→ **THE TASK**
Transcribe, word for word and without additions, each line below from the one containing "202), using the photo above." through the one containing "Note: in this practice we tag every instance of the air", both ends included.

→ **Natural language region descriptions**
-------

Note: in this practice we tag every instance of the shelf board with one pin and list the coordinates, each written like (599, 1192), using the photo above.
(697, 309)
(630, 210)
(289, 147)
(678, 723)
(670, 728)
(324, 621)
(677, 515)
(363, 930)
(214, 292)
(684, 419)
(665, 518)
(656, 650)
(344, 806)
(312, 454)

-------

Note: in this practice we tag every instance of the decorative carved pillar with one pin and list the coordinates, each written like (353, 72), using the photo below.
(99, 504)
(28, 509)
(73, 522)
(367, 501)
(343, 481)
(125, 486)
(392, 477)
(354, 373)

-------

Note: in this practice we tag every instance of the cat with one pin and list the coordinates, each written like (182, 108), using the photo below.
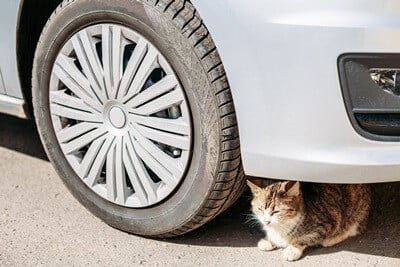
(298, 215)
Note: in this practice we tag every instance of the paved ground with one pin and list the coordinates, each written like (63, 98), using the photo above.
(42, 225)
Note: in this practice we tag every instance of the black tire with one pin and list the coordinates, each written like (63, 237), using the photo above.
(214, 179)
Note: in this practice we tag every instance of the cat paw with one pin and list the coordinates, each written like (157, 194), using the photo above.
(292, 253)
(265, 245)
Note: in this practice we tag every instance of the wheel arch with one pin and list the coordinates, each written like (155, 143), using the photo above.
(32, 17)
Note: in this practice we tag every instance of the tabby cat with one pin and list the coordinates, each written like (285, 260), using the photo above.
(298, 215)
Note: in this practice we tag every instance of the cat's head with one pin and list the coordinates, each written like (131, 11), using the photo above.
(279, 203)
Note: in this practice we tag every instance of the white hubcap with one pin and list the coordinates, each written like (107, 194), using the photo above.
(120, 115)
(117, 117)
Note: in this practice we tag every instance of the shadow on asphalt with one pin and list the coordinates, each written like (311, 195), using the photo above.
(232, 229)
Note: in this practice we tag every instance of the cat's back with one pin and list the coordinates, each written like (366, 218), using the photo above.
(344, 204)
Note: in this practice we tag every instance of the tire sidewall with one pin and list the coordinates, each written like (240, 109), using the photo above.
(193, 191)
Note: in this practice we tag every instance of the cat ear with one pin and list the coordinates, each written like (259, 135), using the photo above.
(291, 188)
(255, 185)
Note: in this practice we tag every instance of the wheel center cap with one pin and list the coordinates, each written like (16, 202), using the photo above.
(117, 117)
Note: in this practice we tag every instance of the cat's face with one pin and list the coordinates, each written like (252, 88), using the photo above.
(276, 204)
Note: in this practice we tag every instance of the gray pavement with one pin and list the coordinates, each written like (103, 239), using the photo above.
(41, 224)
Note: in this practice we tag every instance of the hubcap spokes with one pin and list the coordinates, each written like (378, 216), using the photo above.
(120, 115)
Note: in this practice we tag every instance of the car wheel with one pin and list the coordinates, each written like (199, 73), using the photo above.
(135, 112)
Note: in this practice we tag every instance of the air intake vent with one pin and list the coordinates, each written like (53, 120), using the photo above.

-------

→ **REPLY TO THE EXERCISE**
Note: in this practice we tag every instance of the wheel center cap with one pin and list the coordinates, each written like (16, 202), using the photo above.
(117, 117)
Note: in this practice we tag every instance of the cat's face with one pin and list the coordinates, each written like (252, 88), using the photo above.
(276, 204)
Note: in this practice we tag every instance of the gray pavement with one pin and list the coordinates, each written like (103, 239), using the photo above.
(41, 224)
Note: in this practice we tag every instance of the hubcap spokes with one pin and list the coordinates, each written like (378, 216), using the photo above.
(120, 115)
Note: in this practice we tag every instance of the car wheel with one pin and list the coordinates, each written like (199, 73), using the photo above.
(135, 112)
Note: in this practice we tag every instance of the air intake vent with one pin and list the coordinates, each written like (53, 120), using the photo above.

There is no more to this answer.